> **Task directions**:
Gather all lines in the data that hold the string "front".

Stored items
+++

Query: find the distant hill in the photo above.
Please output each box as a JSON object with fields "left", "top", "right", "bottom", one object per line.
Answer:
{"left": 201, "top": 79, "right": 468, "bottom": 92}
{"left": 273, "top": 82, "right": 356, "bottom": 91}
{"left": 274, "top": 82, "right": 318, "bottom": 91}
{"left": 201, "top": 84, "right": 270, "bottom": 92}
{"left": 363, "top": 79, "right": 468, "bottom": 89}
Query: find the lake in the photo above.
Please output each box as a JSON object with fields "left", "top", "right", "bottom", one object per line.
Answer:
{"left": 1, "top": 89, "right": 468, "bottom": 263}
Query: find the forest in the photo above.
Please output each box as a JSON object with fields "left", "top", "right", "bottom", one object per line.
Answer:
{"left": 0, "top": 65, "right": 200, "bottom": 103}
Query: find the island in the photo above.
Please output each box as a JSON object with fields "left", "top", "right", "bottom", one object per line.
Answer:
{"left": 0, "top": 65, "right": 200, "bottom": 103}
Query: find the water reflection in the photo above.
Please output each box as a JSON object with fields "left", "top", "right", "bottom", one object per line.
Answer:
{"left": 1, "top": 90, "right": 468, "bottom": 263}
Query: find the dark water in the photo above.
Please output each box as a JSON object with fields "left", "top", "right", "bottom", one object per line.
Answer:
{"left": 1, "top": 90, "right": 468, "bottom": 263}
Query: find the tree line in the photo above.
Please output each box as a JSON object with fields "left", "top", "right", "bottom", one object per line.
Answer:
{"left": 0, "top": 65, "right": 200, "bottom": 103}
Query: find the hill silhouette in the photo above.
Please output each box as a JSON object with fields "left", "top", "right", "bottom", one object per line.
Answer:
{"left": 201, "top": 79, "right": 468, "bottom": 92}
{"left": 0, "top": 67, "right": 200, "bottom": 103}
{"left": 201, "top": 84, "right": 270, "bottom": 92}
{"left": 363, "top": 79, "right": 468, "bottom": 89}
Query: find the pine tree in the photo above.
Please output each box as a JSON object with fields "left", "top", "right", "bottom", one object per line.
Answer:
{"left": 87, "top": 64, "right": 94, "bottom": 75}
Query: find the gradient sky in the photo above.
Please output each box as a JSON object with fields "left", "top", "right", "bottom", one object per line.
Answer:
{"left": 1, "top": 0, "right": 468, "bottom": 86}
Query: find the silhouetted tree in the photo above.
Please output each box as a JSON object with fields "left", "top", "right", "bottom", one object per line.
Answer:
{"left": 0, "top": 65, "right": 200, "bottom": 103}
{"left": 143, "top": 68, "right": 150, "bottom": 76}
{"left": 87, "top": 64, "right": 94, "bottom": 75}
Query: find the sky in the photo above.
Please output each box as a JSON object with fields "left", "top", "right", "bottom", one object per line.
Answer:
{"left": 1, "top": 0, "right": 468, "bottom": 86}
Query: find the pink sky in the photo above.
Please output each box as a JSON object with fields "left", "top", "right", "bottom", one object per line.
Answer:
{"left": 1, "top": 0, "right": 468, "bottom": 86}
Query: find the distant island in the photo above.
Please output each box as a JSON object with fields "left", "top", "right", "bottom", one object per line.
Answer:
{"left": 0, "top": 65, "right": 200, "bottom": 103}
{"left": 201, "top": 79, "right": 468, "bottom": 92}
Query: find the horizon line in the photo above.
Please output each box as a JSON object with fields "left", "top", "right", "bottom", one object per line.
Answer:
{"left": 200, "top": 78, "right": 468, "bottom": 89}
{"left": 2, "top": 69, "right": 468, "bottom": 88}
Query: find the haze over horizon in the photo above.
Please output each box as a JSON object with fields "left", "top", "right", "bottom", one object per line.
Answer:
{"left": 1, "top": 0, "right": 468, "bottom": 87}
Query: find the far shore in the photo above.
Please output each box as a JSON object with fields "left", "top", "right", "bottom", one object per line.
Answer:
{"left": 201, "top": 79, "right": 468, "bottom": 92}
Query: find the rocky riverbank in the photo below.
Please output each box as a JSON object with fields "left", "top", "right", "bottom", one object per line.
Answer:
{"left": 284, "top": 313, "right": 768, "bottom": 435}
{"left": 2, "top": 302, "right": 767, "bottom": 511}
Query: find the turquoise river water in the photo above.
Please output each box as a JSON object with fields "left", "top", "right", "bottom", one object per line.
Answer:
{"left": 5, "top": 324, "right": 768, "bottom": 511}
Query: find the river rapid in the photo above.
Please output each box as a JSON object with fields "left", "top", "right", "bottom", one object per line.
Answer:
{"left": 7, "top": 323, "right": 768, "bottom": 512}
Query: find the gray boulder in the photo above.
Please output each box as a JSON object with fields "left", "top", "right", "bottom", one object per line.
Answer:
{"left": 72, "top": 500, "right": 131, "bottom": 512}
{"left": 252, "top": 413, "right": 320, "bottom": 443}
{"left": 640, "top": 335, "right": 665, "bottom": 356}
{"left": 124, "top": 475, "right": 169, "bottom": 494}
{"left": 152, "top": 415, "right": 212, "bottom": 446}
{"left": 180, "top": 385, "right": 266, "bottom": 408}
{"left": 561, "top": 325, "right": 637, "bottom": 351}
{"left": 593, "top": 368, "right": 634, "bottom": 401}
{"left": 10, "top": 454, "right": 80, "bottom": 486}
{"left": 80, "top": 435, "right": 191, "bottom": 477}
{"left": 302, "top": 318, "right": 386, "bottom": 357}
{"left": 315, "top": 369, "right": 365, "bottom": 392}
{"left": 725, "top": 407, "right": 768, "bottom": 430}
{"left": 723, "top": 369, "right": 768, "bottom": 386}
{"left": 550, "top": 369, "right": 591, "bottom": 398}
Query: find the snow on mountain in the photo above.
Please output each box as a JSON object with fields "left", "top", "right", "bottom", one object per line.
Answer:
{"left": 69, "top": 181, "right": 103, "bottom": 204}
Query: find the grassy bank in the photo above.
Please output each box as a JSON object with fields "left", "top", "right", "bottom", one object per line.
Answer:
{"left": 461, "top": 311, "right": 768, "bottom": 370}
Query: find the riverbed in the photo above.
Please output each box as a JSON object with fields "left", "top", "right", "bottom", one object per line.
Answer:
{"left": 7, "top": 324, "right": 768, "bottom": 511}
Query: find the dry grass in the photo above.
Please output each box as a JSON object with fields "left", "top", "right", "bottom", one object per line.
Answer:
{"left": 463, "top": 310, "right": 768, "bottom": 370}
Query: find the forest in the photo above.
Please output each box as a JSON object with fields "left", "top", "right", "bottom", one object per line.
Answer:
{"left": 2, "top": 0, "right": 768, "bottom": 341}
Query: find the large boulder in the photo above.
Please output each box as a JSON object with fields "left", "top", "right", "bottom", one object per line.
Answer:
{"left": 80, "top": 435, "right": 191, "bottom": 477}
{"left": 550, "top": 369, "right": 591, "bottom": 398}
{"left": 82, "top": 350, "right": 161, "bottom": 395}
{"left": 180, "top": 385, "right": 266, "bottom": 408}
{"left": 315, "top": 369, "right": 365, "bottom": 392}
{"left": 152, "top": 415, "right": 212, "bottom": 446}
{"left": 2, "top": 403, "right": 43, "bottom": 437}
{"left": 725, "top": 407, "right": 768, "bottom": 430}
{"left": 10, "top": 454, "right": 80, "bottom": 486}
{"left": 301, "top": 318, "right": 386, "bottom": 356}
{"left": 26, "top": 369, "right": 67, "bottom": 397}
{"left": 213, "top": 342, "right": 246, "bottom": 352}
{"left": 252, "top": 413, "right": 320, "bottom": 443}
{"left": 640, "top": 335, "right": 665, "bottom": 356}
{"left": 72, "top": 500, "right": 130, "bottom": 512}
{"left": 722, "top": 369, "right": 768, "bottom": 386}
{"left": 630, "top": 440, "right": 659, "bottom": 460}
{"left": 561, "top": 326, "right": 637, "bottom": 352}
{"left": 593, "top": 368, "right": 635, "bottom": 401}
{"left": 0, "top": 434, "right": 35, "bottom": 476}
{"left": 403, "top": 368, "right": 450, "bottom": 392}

+++

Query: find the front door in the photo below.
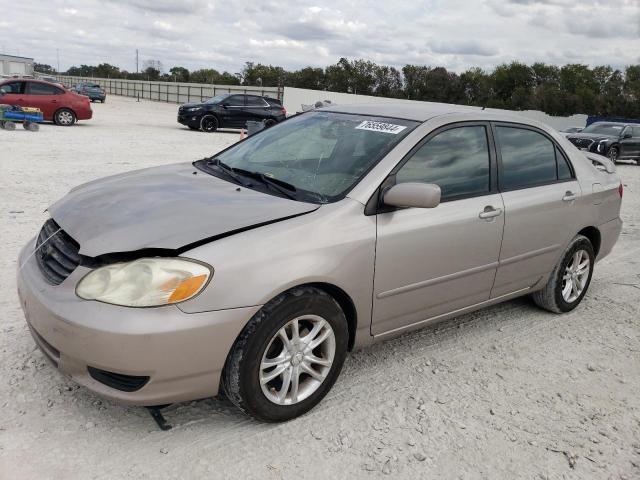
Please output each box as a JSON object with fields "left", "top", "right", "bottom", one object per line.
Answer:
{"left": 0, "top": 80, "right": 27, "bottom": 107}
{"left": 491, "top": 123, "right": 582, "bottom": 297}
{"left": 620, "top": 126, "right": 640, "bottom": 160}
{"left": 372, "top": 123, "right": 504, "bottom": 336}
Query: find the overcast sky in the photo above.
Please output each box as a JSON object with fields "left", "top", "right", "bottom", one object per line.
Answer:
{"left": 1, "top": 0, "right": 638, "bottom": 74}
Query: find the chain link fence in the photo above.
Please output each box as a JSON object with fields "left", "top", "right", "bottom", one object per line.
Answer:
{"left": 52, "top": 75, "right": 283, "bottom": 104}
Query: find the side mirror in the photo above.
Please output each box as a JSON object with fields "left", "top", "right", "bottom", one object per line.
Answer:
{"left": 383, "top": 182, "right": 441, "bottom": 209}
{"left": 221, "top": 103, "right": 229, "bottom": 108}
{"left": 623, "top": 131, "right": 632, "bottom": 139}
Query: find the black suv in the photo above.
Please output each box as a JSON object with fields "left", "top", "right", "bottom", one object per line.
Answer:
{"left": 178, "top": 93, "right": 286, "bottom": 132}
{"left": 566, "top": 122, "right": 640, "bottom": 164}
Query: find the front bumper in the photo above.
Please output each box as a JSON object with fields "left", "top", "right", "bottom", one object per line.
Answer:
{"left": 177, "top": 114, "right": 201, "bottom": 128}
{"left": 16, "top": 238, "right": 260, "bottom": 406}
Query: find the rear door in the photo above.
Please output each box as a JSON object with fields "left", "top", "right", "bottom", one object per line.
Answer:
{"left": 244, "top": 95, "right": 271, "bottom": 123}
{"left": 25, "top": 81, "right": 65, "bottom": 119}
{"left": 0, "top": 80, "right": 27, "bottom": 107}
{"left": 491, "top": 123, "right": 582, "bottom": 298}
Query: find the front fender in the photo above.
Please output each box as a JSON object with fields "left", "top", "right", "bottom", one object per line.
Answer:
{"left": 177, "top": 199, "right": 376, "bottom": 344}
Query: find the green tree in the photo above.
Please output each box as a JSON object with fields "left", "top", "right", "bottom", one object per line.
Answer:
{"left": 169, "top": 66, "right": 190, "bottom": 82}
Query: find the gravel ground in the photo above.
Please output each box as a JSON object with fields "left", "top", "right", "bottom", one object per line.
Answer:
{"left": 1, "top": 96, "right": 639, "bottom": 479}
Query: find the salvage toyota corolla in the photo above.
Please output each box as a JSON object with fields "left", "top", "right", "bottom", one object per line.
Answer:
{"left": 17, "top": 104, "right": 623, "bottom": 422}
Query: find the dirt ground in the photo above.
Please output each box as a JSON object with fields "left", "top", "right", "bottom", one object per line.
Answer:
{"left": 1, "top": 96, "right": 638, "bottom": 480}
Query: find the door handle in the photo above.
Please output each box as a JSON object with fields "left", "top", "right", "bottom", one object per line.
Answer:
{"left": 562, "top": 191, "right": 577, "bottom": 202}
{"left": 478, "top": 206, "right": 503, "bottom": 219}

+++

> **Written solution**:
Query: find the front door in the photo below.
Query: find the front bumper in the photo above.
Query: find the front fender in the photo above.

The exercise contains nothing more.